## BEGIN Provided data
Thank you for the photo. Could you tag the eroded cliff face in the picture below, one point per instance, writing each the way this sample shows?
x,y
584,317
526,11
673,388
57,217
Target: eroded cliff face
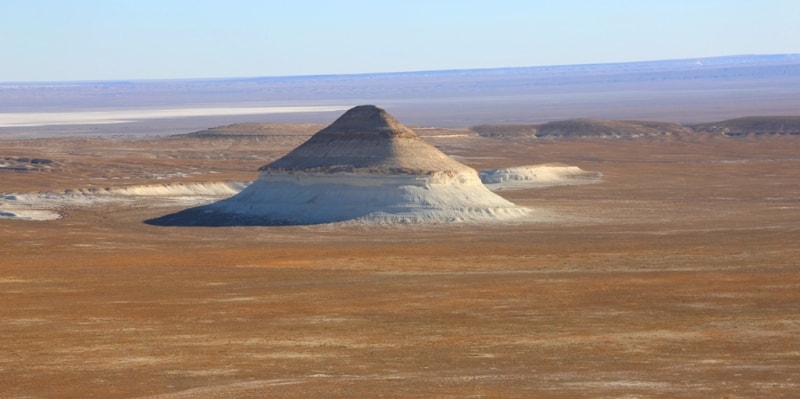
x,y
365,167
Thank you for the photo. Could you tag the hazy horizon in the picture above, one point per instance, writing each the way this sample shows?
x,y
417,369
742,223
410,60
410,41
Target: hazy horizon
x,y
53,41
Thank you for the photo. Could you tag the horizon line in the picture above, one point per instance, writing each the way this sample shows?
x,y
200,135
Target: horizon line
x,y
406,72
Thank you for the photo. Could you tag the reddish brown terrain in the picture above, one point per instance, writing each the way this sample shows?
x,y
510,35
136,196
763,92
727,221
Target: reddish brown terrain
x,y
676,276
## END Provided data
Update the listing from the line with "Thank you for the photo. Could you tag the reddish" through the end by replacing "reddish brown terrain" with "sandy dune field" and changing nothing else; give only those lines.

Thank you for the photo. Could you tag the sandy dune field in the picture above, one point per instance, writing each the way this sample shows?
x,y
510,35
136,196
763,92
727,221
Target: sandy dune field
x,y
676,276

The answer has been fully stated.